Reading data from S3 using pyspark throws java.lang.NumberFormatException: For input string: "100M"

Question

I am using the following code to read some json data from S3:

df = spark_sql_context.read.json("s3a://test_bucket/test.json")
df.show()

The above code throws the following exception:

py4j.protocol.Py4JJavaError: An error occurred while calling o64.json.
: java.lang.NumberFormatException: For input string: "100M"
    at java.lang.NumberFormatException.forInputString(NumberFormatException.java:65)
    at java.lang.Long.parseLong(Long.java:589)
    at java.lang.Long.parseLong(Long.java:631)
    at org.apache.hadoop.conf.Configuration.getLong(Configuration.java:1538)
    at org.apache.hadoop.fs.s3a.S3AFileSystem.initialize(S3AFileSystem.java:248)
    at org.apache.hadoop.fs.FileSystem.createFileSystem(FileSystem.java:3303)

TASK REQUIREMENTS ::
A. Name each distinct source file that appears in parentheses in the stack trace of the forum thread, listing each one once.
B. In the forum thread, what S3 path does the code try to read JSON from?

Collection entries

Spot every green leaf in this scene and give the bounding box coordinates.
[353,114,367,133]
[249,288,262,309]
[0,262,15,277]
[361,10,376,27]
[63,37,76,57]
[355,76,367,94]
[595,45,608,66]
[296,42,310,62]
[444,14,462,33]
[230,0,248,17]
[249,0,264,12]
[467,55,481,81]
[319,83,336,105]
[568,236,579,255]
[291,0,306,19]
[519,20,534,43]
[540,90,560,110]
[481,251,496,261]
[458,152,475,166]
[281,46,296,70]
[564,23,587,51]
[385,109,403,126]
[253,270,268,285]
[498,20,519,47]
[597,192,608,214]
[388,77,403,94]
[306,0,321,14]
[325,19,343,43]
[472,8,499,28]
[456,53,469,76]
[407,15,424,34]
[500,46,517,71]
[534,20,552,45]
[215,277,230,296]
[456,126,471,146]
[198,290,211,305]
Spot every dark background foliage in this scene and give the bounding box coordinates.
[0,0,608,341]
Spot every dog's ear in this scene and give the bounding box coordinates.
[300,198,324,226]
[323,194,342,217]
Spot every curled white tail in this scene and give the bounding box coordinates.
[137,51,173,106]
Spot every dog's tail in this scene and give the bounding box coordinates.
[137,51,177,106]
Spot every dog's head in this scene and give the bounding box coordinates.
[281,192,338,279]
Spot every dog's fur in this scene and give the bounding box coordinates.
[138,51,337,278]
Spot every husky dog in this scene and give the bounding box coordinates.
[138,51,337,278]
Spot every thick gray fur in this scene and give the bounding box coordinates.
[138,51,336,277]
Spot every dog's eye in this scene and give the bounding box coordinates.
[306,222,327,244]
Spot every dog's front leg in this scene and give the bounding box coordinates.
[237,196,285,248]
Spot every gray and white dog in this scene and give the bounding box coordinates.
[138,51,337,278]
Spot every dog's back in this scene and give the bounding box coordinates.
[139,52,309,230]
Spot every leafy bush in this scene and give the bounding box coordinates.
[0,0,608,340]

RESPONSES TO THE EXERCISE ::
A.
NumberFormatException.java
Long.java
Configuration.java
S3AFileSystem.java
FileSystem.java

B. s3a://test_bucket/test.json